DOCUMENT -

•••

That way, when a customer walks in the door, her phone will switch its connection to the in-store mobile tower. She’ll be able to use her phone in all the ways that M-Commerce suggests she should be using her phone—and from the point of view of mobile carriers, burning minutes and megabytes on her data plan.

With a guaranteed signal inside the store, mobile carriers can get serious about mobile payments. If there’s no in-store phone signal, the carriers have no advantage over anyone else who wants to jam a near field communication (NFC) chip into a phone. But with a guaranteed signal, carriers can authenticate customers, confirm transactions and even put purchases on phone bills.

And with the right technology, mobile carriers could identify the loyalty customers for a particular store’s chain as soon as the customer walks in and the phone connects to the in-store mobile signal. The mobile carriers would just need a list of those customers’ phone numbers to compare to the phone numbers that are connecting to the in-store signal.

•••

COLLECTED MATERIAL -
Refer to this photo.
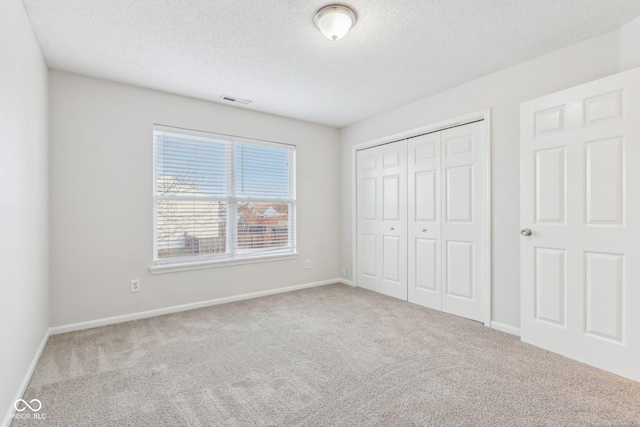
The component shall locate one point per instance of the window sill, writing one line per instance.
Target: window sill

•••

TASK REQUIREMENTS - Carry on the passage about in-store mobile signals, starting right after its last sentence.

EXPECTED ANSWER -
Or maybe some retailers would prefer to send a text message to every phone that comes in the door, loyalty-program member or random customer. That would be even easier: Mobile carriers would just pass each phone number that comes into range along to the store, which could figure out who’s a loyalty customer (and would get a targeted offer) and who just gets a generic offer.

That way, nearly every customer who walks into the store would be immediately identified by phone number. And if customers also use their phones for payment, this could provide a huge trove of new CRM data.

That’s something retailers would have a reason to pay for.

Does all this represent a massive invasion of privacy? Potentially. Retailers would have to work out security issues, including where that list of loyalty customers’ phone numbers will live. Trusting a retailer’s customer data to the phone company isn’t going to make anyone comfortable. (One workaround: As mobile users arrive in the store, pass all the phone numbers directly from the mini-cell tower to the store’s systems, which could then do identification and message sending.)

There’s also a risk that sending an unrequested text message will annoy customers instead of entice them. Loyalty customers might be willing to opt in; for non-loyalty customers, retailers will have to think carefully about what type of discount or coupon is likely to make the message an incentive instead of an irritant.

None of this is outside the technical capabilities of mobile carriers. The big question is whether they’ll be able to work out how to bundle in-store cell signals and mobile payments.